DOCUMENT EXTRACT —
━━━━

Portland Parks & Recreation

Agency overview
- Formed: January 26, 1903; 123 years ago
- Jurisdiction: Portland, Oregon
- Headquarters: Portland Building
- Motto: "Healthy Parks, Healthy Portland"
- Employees: 2,794(January 2025)
- Agency executives: Sonia Shamanski, Deputy City Administrator for Vibrant Communities; Adena Long, Director of Recreation;
- Parent Service Area: Vibrant Communities
- Website: www.portland.gov/parks/

= Portland Parks & Recreation =

City agency in Portland, Oregon, U.S.

Portland Parks & Recreation (PP&R) is a Bureau of the City of Portland, Oregon that manages the city parks, natural areas, recreational facilities, gardens, and trails; properties that occupy more than 10000 acre in total.
==Agency==
In 2025, management of the Parks Bureau was passed from commissioner Dan Ryan to Deputy City Administrator for Vibrant Communities Sonia Shamanski. The current Director of Recreation is Adena Long, who has served in this position since 2019.

The PP&R Board has 14 members which meets monthly.

The number of park rangers on staff has expanded from 10 in 2015 to enough to handle "3,000 calls and 11,000 rules violations" in 2022. The bureau employs a total of 2,794 people as of January 2025. 792 of which are full time and 2,002 are part time.

=== Charter Reform ===
A November 2022 election initiated a charter reform moving city bureaus out of the direct management of Portland City Council (Oregon). The last city council member to oversee Portland Parks & Recreation was commissioner Dan Ryan who served from 2023 until the end of 2024.

=== Finances ===
The bureau proposed a tax levy which passed in 2020 to procure an average of $48 million a year, and an independent audit in December 2024 showed those funds were clearly and transparently tracked and commitments made in the proposal were adhered to. As of 2025 PP&R faces a deficit which would decrease service by 25% if further funding isn’t obtained. Reductions could include loss of programming, pools, community centers and trash pick up.

=== Inclusion ===
The 5-year Racial Equity Plan, in place from 2017 - 2023, addressed gaps in parks services for Portland’s communities of color. In September of 2024, the three-person DEI team was placed on leave, with only the manager remaining.

==History==
Portland’s first parks, the Plaza Blocks and two of the South Park Blocks, were established in 1852. Both came from land owned by William W. Chapman and Daniel H. Lownsdale.

The development of Portland's park system was largely guided by the Olmsted Portland park plan, outlined in 1903. The Board of Park Commissioners submitted its first receipts to the city on January 26th, 1903 and opened its membership to women later that year.

━━━━

SUPPLIED MATERIAL —
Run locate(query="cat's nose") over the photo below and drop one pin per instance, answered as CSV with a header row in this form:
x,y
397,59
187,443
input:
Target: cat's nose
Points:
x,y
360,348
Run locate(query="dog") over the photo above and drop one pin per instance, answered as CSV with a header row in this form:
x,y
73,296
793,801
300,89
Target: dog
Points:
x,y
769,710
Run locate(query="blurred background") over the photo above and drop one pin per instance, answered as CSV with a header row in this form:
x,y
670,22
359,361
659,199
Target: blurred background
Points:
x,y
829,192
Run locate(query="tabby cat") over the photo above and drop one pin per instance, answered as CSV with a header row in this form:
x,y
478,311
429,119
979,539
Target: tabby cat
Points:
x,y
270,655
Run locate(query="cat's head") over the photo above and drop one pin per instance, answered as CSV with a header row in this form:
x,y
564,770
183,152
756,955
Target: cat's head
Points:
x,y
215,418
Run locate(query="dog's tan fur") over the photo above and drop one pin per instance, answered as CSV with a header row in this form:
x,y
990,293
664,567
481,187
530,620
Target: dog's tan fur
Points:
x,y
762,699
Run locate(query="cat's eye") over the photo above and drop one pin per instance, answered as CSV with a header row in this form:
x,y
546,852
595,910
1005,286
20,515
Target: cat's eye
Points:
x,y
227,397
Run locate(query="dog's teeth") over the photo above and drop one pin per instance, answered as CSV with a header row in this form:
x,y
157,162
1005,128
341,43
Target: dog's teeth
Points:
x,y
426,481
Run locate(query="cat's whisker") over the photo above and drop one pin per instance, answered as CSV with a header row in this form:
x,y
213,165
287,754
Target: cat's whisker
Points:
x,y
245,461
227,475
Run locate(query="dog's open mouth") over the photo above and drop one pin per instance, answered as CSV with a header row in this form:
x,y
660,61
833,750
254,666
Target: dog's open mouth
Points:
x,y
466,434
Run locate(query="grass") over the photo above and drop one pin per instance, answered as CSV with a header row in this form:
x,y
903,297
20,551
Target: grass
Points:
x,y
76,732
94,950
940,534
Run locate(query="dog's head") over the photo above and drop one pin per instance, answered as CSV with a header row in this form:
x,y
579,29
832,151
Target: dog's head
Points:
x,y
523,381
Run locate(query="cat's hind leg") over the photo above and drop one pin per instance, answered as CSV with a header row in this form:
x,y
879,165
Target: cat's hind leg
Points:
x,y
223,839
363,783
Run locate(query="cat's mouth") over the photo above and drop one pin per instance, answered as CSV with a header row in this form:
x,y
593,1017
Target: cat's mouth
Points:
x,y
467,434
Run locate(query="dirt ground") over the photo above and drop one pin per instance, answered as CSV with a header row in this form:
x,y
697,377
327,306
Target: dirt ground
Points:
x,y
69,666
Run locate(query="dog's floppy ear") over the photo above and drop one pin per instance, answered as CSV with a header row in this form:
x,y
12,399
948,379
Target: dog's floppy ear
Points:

━━━━

TASK BRIEF —
Please rewrite the Portland Parks & Recreation text starting with "The number of" and going on through "end of 2024.", putting "park patrol officers" in place of "park rangers".

COMPLETED TASK —
The number of park patrol officers on staff has expanded from 10 in 2015 to enough to handle "3,000 calls and 11,000 rules violations" in 2022. The bureau employs a total of 2,794 people as of January 2025. 792 of which are full time and 2,002 are part time.

=== Charter Reform ===
A November 2022 election initiated a charter reform moving city bureaus out of the direct management of Portland City Council (Oregon). The last city council member to oversee Portland Parks & Recreation was commissioner Dan Ryan who served from 2023 until the end of 2024.